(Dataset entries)
==========

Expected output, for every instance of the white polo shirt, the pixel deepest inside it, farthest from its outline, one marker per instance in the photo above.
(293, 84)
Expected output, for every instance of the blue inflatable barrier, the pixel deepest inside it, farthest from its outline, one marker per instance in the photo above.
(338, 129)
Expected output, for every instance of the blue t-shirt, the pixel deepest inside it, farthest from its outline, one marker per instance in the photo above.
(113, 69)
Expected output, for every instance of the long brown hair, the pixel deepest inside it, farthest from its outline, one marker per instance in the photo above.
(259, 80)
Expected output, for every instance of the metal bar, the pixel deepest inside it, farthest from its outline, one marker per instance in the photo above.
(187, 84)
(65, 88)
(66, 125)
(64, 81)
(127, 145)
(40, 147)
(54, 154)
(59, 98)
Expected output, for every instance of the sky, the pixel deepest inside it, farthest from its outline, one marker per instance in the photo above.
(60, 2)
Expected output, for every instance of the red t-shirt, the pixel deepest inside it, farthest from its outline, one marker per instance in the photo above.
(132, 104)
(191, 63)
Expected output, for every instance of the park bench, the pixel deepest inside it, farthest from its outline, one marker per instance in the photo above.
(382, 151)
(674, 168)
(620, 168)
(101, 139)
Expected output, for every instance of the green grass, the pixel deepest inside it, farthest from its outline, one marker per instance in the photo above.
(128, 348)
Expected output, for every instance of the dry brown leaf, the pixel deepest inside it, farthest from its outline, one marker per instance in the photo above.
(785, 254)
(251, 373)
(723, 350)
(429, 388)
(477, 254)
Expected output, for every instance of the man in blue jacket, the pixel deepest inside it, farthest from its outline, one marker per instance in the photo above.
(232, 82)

==========

■ EXERCISE: The answer consists of the line holding "Expected output, for every instance of the man" and every line after it up to the end of the records, word for word.

■ RESULT OF THIS TASK:
Expected output, for every instance of the man in blue jacket, the pixel deepest inside it, farthest from its outline, one marker per instance in the photo above.
(232, 82)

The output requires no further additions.